— Start of Exercise materials —

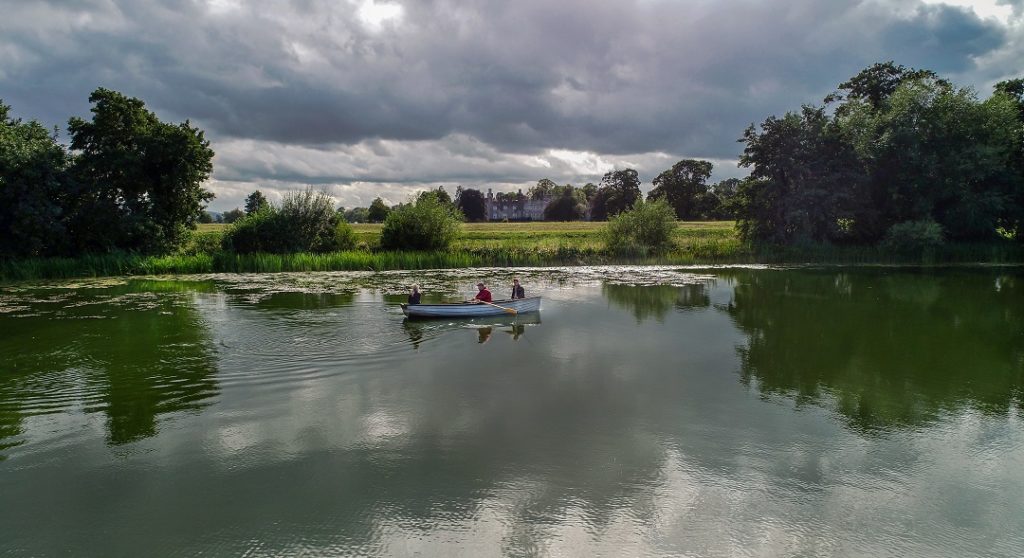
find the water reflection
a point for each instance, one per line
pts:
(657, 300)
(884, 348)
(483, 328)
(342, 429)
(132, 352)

— End of Exercise materials —
— Start of Exercise materials —

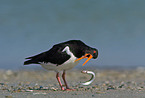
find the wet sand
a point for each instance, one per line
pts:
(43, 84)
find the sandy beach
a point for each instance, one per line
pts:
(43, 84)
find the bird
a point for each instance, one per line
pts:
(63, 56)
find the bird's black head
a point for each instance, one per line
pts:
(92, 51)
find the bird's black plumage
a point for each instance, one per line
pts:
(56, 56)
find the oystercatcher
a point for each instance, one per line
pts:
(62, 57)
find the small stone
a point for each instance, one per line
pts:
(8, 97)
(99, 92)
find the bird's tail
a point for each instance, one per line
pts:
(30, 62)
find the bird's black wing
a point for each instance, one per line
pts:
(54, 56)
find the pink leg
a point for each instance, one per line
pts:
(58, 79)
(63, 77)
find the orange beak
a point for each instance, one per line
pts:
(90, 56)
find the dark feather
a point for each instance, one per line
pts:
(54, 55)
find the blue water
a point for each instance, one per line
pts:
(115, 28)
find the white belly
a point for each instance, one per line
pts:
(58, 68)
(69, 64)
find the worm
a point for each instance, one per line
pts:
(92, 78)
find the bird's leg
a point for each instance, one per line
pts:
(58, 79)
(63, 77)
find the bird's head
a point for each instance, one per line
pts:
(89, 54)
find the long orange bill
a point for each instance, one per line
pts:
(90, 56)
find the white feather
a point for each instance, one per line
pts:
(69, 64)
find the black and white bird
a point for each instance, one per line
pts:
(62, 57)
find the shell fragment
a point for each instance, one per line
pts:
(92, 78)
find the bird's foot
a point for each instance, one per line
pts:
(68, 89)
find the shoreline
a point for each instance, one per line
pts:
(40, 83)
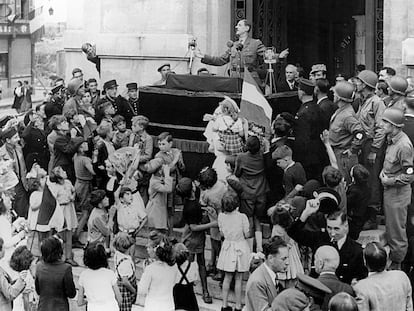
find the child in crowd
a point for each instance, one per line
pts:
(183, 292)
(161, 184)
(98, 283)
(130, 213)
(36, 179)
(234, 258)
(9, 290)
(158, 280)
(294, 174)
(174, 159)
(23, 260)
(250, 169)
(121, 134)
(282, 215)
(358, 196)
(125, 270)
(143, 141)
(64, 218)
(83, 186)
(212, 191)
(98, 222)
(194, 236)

— End of Exercise materials —
— Start of Exercise materials —

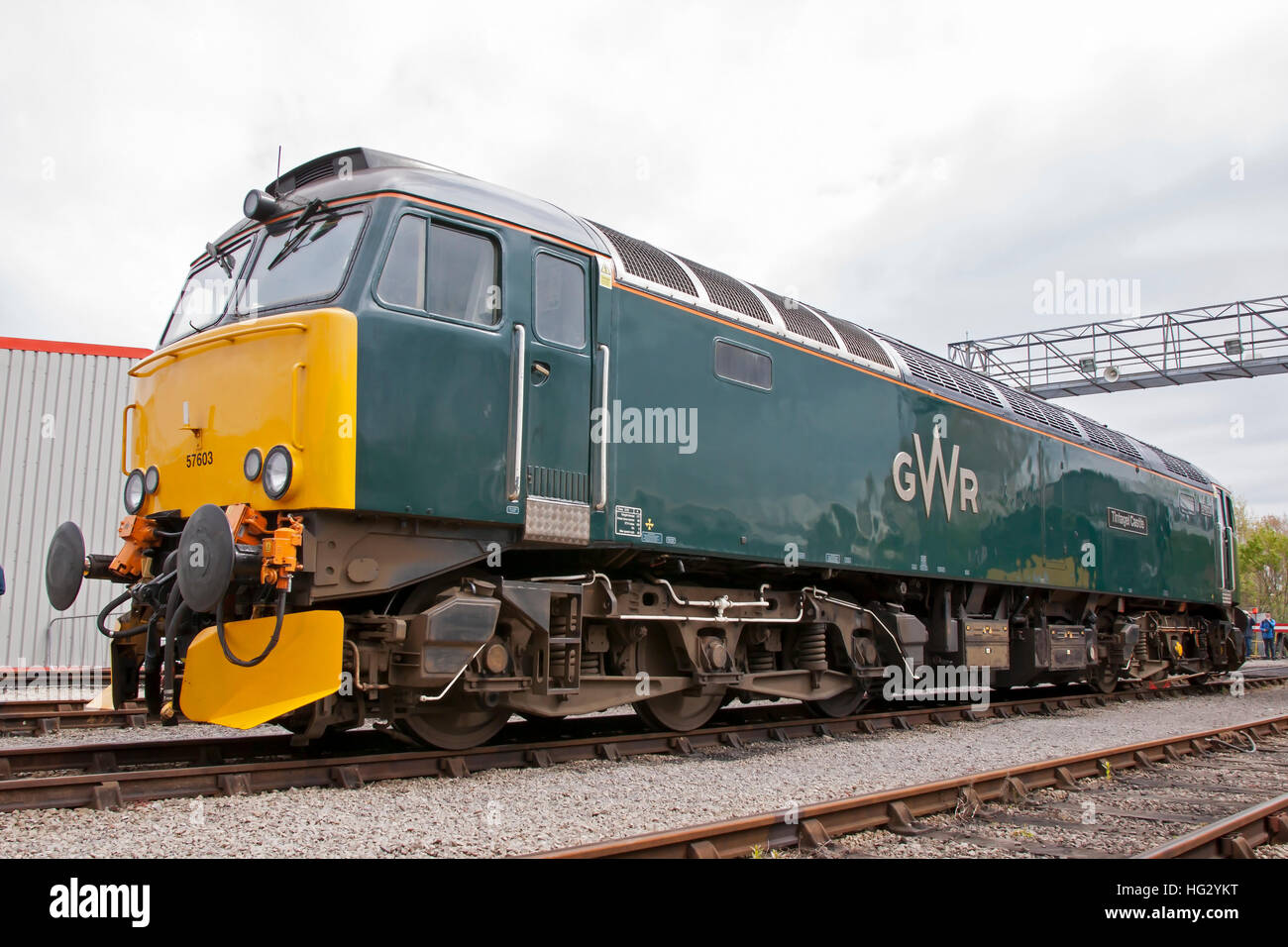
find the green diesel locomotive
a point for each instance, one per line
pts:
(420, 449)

— End of Exercise materials —

● Written instruction:
Pull out every line of the entries above that contains the string "black", matching case exactly.

● Solution for this exercise:
find the bird's black head
find the bird's black plumage
find the bird's black wing
find the black and white bird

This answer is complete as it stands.